Instructions for the task:
Retype the lines of the listing below word for word. Start with the line containing "Exercise. Point out the red" and go through the final line of the listing, including both ends.

[Pointing records]
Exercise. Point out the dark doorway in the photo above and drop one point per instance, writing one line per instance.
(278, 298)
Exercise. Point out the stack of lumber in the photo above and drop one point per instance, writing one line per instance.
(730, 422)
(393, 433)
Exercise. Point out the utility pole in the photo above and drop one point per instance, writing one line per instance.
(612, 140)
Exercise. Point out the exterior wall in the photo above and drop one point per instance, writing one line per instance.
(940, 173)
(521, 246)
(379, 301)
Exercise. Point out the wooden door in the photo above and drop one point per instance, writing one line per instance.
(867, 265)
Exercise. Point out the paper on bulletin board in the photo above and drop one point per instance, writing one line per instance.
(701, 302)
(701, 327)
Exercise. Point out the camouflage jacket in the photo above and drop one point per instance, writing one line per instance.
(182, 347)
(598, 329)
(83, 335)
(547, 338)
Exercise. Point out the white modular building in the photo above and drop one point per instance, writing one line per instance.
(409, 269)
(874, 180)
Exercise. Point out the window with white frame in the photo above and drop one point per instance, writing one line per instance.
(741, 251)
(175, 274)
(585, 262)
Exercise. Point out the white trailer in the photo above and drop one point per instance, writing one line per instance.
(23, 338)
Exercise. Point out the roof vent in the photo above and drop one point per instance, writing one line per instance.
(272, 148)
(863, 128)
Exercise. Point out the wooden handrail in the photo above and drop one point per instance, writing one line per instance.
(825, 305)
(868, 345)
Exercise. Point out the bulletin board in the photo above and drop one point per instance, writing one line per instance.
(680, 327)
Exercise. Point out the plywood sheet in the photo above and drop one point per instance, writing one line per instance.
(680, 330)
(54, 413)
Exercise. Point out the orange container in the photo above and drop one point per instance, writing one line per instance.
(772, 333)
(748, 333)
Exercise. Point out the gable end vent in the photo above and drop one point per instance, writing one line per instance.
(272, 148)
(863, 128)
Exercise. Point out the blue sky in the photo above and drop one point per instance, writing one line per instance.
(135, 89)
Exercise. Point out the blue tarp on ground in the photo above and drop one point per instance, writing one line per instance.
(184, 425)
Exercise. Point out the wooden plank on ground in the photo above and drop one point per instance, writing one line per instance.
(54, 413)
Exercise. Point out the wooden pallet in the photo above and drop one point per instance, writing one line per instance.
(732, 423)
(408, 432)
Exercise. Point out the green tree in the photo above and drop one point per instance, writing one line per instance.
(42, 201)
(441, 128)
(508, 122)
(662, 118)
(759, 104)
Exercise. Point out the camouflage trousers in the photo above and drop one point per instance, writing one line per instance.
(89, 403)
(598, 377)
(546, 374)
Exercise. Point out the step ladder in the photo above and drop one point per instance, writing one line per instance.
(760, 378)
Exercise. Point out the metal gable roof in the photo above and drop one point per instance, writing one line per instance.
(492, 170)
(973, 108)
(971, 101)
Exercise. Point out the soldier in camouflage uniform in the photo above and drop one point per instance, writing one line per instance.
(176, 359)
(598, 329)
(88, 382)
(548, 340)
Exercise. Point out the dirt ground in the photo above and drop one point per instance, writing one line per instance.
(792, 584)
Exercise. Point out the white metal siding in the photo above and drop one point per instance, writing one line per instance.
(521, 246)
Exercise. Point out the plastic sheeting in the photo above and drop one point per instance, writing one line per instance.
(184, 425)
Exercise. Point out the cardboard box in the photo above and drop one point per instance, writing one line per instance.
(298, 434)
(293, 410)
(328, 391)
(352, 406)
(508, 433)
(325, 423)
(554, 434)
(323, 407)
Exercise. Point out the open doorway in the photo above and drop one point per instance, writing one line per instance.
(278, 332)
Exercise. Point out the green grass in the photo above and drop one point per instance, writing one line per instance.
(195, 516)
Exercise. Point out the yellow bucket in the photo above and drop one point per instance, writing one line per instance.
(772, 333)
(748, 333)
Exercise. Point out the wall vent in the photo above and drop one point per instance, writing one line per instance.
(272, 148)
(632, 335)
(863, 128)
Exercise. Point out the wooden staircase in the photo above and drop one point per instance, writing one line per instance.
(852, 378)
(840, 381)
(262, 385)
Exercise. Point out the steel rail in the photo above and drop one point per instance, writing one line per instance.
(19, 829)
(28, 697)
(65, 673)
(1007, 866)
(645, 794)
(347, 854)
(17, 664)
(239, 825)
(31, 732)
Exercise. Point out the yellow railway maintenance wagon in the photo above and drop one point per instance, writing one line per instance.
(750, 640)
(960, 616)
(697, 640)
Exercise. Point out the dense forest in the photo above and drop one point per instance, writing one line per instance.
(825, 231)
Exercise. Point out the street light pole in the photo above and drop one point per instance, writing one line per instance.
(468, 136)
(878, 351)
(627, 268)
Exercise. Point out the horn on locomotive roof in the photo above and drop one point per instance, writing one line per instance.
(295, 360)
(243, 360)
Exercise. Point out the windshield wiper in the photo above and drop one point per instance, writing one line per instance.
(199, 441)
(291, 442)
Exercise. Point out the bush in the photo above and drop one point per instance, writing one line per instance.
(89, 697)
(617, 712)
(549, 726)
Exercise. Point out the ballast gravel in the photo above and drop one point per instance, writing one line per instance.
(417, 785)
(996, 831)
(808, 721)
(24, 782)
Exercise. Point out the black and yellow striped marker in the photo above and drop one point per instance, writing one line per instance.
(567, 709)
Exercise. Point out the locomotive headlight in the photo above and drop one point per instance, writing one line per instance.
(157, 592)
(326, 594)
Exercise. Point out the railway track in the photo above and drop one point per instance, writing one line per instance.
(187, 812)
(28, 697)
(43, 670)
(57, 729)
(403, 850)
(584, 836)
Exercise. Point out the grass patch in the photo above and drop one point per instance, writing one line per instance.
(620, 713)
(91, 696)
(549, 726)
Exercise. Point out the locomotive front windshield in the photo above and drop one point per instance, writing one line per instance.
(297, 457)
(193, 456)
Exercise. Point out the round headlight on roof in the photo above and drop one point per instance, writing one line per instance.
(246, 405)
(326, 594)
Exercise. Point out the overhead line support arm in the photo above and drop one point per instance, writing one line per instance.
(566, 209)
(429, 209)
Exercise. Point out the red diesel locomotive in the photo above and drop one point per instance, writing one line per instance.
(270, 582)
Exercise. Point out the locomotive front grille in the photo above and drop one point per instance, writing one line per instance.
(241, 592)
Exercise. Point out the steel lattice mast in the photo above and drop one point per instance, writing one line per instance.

Result of the task:
Exercise. Point out the red diesel locomotive in the photo above and drop one point per instance, writing one line per instance.
(270, 582)
Exercise. Point out the locomotive front grille in the photo above and drop one point per instance, writing one line per instance.
(241, 592)
Exercise. Point out the steel lattice mast in the photo above and drop one point per instance, writing one line per instance.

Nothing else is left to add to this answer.